* **TEXTO DE LECTURA**
##############################

La angustia es, en su esencia, un problema que tiene sus orígenes en la falta de fe. De hecho, en medio de su enseñanza Cristo insertó la frase «Oh, hombres de poca fe» para que quedase absolutamente claro que las preocupaciones delataban falencias espirituales.
Esta afirmación es una que nos cuesta aceptar como seres humanos. Estamos tan acostumbrados a concentrarnos en las circunstancias que producen en nosotros preocupación que hemos llegado a creer que ellas son las culpables de nuestra situación. «Si yo me encontrara en una situación diferente a la presente» nos decimos, «por supuesto que no estaría angustiado; la verdad es que ninguna persona normal podría sobrellevar esta realidad sin estar preocupado.»
De este modo nos hemos convencido de que el problema yace fuera de nosotros. En realidad, sin embargo, la preocupación no revela el grado de dificultad de lo que nos ha tocado vivir, sino la poca habilidad que tenemos para manejar espiritualmente los obstáculos y contratiempos que la vida nos presenta en forma constante. La preocupación no aporta ninguna solución para la situación particular que nos enfrenta. En el texto de hoy Jesús añade una observación adicional a la exposición que está realizando del tema. «¿Y quién de vosotros podrá, por mucho que se angustie, añadir a su estatura un codo?» (v. 26).
La preocupación no solamente delata una falta de fe, sino que es una actividad cuya productividad es inexistente. La preocupación no cambia absolutamente en nada las circunstancias que la provocaron. Por estar preocupados no llegará más rápido el bus que nos tiene que llevar al trabajo. Por estar preocupados por las cuentas no ingresará a nuestro hogar más dinero. La situación de nuestros países no cambiará como resultado de la preocupación colectiva de sus habitantes. Es decir, la preocupación no aporta ninguna solución para la situación particular que nos enfrenta.

##############################

* **DATOS DE ORIGEN**

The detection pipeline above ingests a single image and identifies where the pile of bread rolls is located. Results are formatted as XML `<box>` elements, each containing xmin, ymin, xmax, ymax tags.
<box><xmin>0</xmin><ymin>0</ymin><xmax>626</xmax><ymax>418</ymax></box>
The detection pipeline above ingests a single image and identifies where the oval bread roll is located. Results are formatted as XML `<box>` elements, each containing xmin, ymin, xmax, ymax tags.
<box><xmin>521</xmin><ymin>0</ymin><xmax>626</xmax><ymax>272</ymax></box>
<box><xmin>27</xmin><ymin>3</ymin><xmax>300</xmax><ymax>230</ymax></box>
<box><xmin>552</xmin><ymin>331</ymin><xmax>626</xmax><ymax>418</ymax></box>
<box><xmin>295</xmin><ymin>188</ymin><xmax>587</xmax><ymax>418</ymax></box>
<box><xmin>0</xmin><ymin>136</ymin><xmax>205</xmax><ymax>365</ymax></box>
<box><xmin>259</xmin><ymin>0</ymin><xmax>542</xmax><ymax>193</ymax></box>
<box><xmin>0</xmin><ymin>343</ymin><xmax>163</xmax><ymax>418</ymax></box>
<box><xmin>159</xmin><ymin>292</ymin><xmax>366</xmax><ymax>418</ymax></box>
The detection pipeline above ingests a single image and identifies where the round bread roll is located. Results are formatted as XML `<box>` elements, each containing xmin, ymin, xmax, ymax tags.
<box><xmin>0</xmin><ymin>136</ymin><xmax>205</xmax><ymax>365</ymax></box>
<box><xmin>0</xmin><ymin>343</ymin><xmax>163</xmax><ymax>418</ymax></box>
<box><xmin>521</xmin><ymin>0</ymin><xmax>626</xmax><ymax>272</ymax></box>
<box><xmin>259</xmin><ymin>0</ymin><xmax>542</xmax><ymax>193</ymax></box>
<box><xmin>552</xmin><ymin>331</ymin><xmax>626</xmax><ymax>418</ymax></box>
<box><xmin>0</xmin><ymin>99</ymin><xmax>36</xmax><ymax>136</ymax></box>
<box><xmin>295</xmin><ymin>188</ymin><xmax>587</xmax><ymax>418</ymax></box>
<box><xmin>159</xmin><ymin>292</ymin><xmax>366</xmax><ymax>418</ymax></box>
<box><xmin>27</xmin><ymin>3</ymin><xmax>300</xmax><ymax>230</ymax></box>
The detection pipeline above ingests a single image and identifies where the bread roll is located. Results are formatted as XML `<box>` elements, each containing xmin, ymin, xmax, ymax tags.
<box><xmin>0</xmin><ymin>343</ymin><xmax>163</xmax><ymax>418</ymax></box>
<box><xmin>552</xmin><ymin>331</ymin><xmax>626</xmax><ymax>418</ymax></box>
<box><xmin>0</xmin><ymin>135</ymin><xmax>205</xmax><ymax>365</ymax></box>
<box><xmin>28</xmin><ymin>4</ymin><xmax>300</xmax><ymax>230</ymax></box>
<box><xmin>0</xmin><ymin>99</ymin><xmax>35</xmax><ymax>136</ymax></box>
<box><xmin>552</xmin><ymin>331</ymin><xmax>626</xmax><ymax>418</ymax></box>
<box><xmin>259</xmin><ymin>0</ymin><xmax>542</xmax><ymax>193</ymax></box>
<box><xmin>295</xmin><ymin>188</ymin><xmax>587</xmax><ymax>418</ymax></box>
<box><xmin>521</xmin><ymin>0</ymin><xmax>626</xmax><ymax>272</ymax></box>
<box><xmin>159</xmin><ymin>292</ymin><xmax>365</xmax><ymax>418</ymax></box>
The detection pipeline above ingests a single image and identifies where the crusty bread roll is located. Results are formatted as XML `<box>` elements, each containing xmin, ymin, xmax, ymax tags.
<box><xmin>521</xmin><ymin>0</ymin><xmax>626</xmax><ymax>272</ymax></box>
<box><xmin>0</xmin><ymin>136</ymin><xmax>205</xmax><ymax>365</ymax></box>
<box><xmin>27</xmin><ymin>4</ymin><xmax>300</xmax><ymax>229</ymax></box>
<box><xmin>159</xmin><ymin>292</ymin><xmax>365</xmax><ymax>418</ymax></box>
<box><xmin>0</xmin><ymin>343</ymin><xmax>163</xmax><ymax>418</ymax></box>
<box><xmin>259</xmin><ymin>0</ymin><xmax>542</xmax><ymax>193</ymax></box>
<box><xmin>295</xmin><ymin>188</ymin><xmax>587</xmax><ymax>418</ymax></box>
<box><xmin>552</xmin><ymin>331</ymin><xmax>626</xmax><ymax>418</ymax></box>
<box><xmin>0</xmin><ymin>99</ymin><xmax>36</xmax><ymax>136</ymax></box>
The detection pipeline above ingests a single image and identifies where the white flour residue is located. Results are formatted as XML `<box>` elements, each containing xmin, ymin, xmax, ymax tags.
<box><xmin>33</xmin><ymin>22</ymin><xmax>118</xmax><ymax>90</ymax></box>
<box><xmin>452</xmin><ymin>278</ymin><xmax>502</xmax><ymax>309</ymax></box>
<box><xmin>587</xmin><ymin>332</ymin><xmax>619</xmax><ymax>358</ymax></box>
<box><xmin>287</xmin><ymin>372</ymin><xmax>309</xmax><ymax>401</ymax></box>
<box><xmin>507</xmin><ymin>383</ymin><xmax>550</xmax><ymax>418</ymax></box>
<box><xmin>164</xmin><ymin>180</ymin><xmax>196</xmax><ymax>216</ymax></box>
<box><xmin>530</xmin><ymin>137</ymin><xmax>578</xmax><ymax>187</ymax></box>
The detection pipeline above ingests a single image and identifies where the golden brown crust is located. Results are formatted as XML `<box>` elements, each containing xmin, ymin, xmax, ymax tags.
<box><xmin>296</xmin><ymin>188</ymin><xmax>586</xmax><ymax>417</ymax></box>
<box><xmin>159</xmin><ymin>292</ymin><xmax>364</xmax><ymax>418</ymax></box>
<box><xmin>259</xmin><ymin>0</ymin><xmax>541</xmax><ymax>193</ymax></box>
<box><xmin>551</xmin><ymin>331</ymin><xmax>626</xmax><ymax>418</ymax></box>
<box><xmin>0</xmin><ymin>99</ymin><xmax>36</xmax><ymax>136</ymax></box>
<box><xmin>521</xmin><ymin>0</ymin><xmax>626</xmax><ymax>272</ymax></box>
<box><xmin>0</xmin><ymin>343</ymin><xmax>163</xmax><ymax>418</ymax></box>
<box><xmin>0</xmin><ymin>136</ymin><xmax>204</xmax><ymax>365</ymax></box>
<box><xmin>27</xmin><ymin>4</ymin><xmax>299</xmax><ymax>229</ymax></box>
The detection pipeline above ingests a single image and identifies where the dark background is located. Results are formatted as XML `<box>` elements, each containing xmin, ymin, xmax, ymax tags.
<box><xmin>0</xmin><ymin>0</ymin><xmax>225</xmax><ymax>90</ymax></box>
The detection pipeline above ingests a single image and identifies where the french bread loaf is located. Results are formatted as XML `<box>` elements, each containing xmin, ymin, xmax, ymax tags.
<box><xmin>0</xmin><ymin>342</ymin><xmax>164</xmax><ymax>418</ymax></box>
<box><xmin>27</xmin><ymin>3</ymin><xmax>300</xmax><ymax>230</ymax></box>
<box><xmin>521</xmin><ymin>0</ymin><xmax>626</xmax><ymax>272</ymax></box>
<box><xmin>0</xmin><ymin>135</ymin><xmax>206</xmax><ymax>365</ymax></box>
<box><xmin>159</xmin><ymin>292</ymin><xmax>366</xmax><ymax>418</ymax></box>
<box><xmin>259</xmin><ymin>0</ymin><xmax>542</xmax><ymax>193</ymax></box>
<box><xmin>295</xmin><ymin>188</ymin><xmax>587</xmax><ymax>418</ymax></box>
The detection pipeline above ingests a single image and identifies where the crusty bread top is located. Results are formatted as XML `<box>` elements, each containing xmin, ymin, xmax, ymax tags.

##############################

* **TAREA PRÁCTICA A**
Según el texto sobre la preocupación, ¿en qué tiene sus orígenes la angustia?
* **TAREA PRÁCTICA B**
Traduce al inglés esta oración del texto sobre la preocupación: «La preocupación no cambia absolutamente en nada las circunstancias que la provocaron.»
* **TAREA PRÁCTICA C**
Retoma el texto sobre la preocupación a partir de su última oración y continúalo.
Los ítems no intervienen en esta actividad.

* **RESPUESTA DEL EJERCICIO A**
En la falta de fe.

* **RESPUESTA DEL EJERCICIO B**
Worry does not change in any way whatsoever the circumstances that caused it.

* **RESPUESTA DEL EJERCICIO C**
La preocupación, en cambio, sí tiene efectos sobre la persona que la permite. Lleva a que las relaciones con otros se contagien de la misma angustia que la tiene atrapada. Los reproches y la impaciencia se manifiestan en la comunicación.
Considere, por ejemplo, la angustia que sentían los discípulos en medio de la intensa tormenta que enfrentaron en Marcos 4. La profunda ansiedad les llevó a despertar a Jesús para acusarlo de ser poco sensible a las necesidades que ellos tenían. Recordará que en aquella ocasión él también los reprendió por su falta de fe. Piense también en el mucho afán de Marta, cuando Cristo visitó su hogar. Su preocupación se desbordó en un reproche hacia su hermana María; pero aun más importante que esto, acusó al Señor de tener poco interés en su situación personal.
El Señor nos invita a estar ocupados en los desafíos que enfrentamos a diario, no preocupados. Podemos dedicarle a estas actividades nuestro tiempo y nuestra atención, pero no rendiremos nuestra paz a las circunstancias. Esta es nuestra herencia en Cristo Jesús. Sabemos quién gobierna nuestras vidas y también las situaciones que nos toca vivir. Con actitud de firmeza nos resistimos a la tentación de preocuparnos porque no lograremos nada con ello.